- [TASK STATEMENT] Set down the final stretch of the data, from the line that holds "Drop a marker on every instance of the dragonfly, one" through the last line, both included, with pictures left out.

Region pointing data:
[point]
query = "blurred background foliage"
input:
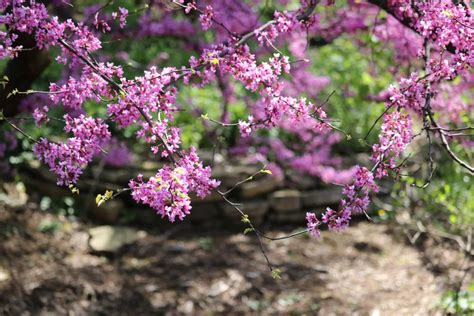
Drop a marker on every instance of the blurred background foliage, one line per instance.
(359, 67)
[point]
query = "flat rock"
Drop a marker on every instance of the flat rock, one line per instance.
(285, 200)
(111, 238)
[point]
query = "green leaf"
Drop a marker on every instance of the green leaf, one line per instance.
(248, 230)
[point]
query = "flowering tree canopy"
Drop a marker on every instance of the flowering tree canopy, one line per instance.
(235, 46)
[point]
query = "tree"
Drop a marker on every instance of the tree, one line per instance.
(246, 46)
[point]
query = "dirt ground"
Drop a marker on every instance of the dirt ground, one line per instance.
(367, 270)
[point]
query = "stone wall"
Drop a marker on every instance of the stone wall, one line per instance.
(264, 199)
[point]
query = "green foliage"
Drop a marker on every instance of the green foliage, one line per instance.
(449, 198)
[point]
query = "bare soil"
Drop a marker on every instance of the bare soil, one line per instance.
(367, 270)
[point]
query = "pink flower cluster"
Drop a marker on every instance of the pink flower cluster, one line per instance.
(67, 160)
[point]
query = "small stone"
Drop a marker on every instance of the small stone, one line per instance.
(4, 276)
(110, 238)
(323, 197)
(285, 201)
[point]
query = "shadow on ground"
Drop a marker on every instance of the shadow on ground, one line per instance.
(192, 269)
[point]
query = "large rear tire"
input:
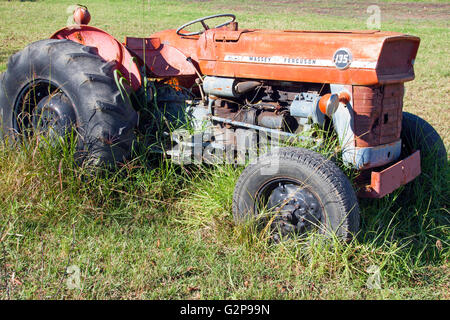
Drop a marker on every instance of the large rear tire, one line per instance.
(305, 191)
(418, 134)
(73, 85)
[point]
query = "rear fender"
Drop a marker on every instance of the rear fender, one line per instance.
(108, 48)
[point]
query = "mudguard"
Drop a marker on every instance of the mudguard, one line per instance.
(108, 48)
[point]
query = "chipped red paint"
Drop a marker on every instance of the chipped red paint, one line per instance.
(108, 48)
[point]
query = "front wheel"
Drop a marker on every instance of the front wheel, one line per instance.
(301, 191)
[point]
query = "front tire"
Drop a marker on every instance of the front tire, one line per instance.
(75, 87)
(304, 192)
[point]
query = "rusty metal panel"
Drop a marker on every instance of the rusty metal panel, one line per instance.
(390, 179)
(378, 114)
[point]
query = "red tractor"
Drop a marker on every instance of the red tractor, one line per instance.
(229, 93)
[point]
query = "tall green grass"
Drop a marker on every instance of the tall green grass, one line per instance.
(154, 230)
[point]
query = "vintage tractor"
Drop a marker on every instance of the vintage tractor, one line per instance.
(231, 94)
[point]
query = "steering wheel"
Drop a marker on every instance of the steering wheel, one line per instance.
(205, 26)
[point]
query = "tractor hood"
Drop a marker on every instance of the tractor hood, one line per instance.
(344, 57)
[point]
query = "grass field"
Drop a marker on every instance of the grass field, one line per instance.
(155, 231)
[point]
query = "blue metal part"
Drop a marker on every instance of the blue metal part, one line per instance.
(370, 157)
(220, 87)
(306, 105)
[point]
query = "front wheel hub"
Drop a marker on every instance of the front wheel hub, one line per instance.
(296, 209)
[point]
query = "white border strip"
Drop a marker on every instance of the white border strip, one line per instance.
(297, 61)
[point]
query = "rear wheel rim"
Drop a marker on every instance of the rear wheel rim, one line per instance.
(40, 105)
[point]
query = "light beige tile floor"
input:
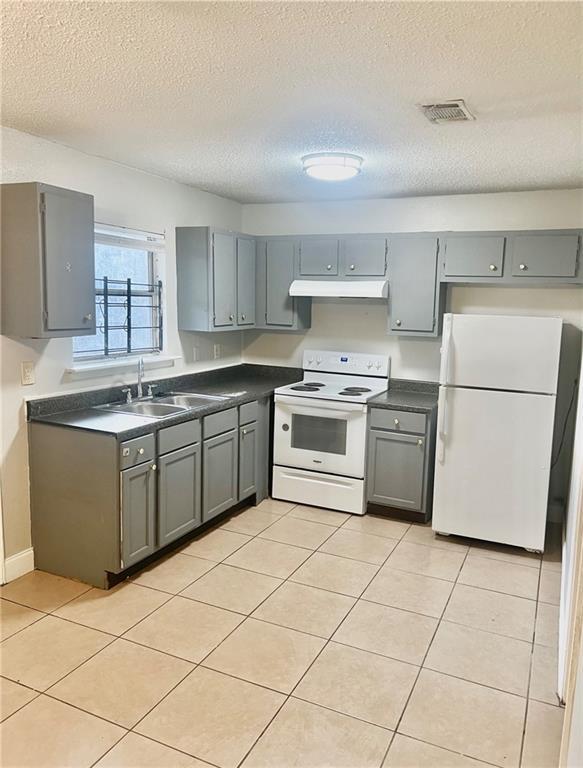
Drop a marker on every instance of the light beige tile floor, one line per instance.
(289, 636)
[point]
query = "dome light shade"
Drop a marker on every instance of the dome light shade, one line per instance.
(332, 166)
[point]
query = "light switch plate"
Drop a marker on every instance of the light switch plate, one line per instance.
(27, 373)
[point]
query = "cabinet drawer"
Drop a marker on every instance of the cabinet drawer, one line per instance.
(398, 421)
(178, 436)
(220, 422)
(248, 413)
(544, 255)
(474, 256)
(136, 451)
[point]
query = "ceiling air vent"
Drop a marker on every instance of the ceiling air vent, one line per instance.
(447, 112)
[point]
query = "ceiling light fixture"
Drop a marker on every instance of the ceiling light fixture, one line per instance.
(332, 166)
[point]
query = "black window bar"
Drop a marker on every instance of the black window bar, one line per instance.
(124, 309)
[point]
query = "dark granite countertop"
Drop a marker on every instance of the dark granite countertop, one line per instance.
(407, 395)
(239, 384)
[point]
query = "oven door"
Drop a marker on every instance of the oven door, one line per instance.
(321, 435)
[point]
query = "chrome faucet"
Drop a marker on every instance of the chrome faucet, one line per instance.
(140, 377)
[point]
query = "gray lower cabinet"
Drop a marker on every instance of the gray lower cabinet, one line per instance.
(248, 449)
(138, 513)
(219, 474)
(48, 261)
(395, 469)
(275, 308)
(179, 493)
(415, 305)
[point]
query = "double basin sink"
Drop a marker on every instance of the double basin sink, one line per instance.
(167, 405)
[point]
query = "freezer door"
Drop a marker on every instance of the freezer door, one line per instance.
(501, 352)
(493, 465)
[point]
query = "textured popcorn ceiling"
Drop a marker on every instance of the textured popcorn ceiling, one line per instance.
(228, 96)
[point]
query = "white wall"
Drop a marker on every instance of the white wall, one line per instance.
(125, 197)
(361, 324)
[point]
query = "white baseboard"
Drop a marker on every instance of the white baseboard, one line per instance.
(19, 564)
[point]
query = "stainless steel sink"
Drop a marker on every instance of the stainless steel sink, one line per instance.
(189, 399)
(157, 410)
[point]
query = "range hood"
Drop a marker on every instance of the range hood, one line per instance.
(356, 289)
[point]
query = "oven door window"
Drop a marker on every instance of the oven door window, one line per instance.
(319, 434)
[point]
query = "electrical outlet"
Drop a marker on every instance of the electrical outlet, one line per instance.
(27, 373)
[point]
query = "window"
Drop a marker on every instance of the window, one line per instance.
(128, 295)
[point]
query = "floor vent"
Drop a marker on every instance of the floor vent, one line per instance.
(447, 112)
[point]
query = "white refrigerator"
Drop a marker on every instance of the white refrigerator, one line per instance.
(496, 410)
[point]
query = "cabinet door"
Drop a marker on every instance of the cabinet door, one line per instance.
(68, 261)
(179, 493)
(365, 256)
(224, 280)
(245, 281)
(247, 460)
(544, 255)
(219, 474)
(319, 257)
(474, 256)
(279, 273)
(395, 469)
(138, 511)
(412, 269)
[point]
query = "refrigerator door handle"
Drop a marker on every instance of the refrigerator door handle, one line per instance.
(441, 424)
(446, 349)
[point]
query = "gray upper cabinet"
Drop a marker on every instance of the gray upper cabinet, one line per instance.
(248, 447)
(219, 474)
(473, 256)
(275, 308)
(364, 256)
(48, 262)
(414, 297)
(245, 281)
(224, 280)
(319, 256)
(179, 493)
(215, 280)
(544, 255)
(138, 513)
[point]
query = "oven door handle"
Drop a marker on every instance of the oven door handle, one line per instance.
(313, 404)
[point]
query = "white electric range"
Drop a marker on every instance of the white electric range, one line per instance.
(320, 429)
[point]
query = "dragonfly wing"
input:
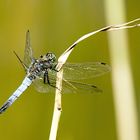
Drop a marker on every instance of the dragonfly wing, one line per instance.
(28, 54)
(78, 71)
(67, 86)
(76, 87)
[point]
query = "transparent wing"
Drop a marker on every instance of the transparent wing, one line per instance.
(28, 54)
(77, 71)
(67, 86)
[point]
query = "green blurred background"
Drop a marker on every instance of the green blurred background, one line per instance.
(54, 26)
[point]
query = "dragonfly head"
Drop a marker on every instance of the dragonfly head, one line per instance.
(49, 57)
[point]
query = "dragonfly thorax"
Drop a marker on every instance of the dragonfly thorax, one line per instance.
(42, 65)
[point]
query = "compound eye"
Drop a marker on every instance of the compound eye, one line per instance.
(41, 56)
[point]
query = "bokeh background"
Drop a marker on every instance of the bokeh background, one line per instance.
(54, 26)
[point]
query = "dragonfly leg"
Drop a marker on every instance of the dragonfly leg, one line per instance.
(47, 81)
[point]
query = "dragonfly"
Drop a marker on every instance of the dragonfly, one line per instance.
(42, 73)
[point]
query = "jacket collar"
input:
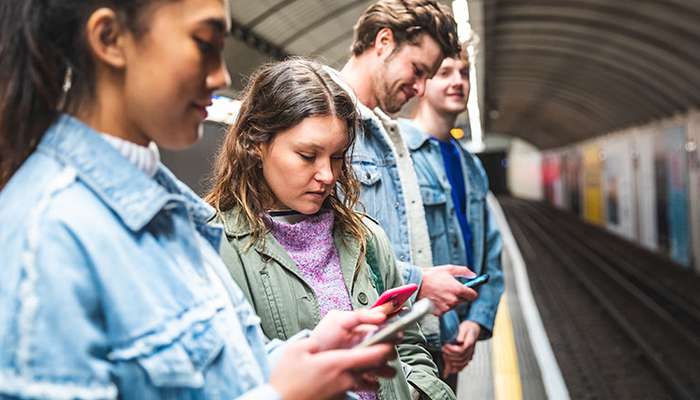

- [ANSWER FOR THE TASK]
Drop a marker on every instance of the dragonfly, one line per instance.
(42, 73)
[point]
query = "jacket collar"
input:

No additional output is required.